Passed the Test: Q-53 Radar Demonstrates Counter-UAS Capability
Mounted on a five-ton truck, the AN/TPQ-53 radar can be rapidly deployed, automatically leveled and remotely operated with a laptop computer or from the fully equipped climate-controlled command vehicle. Photo courtesy Lockheed Martin.
SYRACUSE, N.Y., June 27, 2016 – The Lockheed Martin (NYSE: LMT) AN/TPQ-53 counterfire radar recently demonstrated its ability to identify and track unmanned aerial systems and pass that information to a command and control node, a key capability as the battlespace rapidly becomes more crowded with emerging air threats.
“The demonstration showed that the Q-53 radar can provide soldiers in combat real time awareness of air threats,” said Rick Herodes, Q-53 program director, Lockheed Martin. “The inherent flexibility of the Q-53’s active electronically scanned array (AESA) hardware architecture allows us to constantly evolve the Q-53’s software to deal with emerging threats. This demonstration provided further verification that the Q-53 enables the warfighter to stay ahead of changing global threats.”
The demonstration was part of the U.S. Army’s Maneuver and Fires Integration Experiment (MFIX) at Fort Sill, Oklahoma. The annual MFIX exercise brings together military, industry and academia to assess solutions to future warfighting needs in a live environment.
In the demonstration, the Q-53 radar showed it can be readily adapted to provide both air surveillance and counter fire target acquisition in one tactical sensor. The radar identified and tracked several unmanned aerial systems and provided data to Forward Area Air Defense Command and Control. Simultaneously, the Q-53 radar performed its original mission by providing accurate targeting data on rockets, artillery and mortars, providing a multimission radar (MMR) capability.
The solid-state phased array radar system detects, classifies, tracks and determines the location of enemy indirect fire in either 360- or 90-degree modes.
Lockheed Martin is manufacturing multiple Q-53 radars per month. Since Lockheed Martin won the development contract for the Q-53 radar in 2007, the company has won five additional contracts for a total of more than 100 radars and delivered more than 60 systems to the U.S. Army. The Army is expected to award a full-rate production contract this year bringing the system total to more than 170.
Work on the Q-53 radars is performed at Lockheed Martin facilities in Syracuse and Owego, New York, Moorestown, New Jersey, and Clearwater, Florida.
For additional information, visit our website: www.lockheedmartin.com/us/products/tpq53.html
Original post lockheedmartin.com
AN/TPQ-53 counterfire target acquisition radar
The AN/TPQ-53 is a counterfire target acquisition radar designed and manufactured by the U.S. Company Lockheed Martin. The U.S. Army changed the designation of the Enhanced AN / TPQ-36 (EQ-36) radar to the AN/TPQ-53 (Q-53) radar in September 2011.

### AIM
Print the part of the Q-53 radar article starting at "Lockheed Martin is" and ending at "more than 170.", word for word.

### INFORMATION PROVIDED
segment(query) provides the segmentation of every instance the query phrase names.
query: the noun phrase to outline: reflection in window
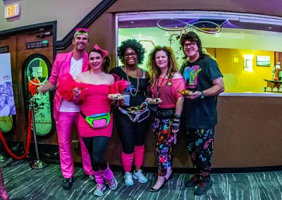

### FULL OUTPUT
Lockheed Martin is manufacturing multiple Q-53 radars per month. Since Lockheed Martin won the development contract for the Q-53 radar in 2007, the company has won five additional contracts for a total of more than 100 radars and delivered more than 60 systems to the U.S. Army. The Army is expected to award a full-rate production contract this year bringing the system total to more than 170.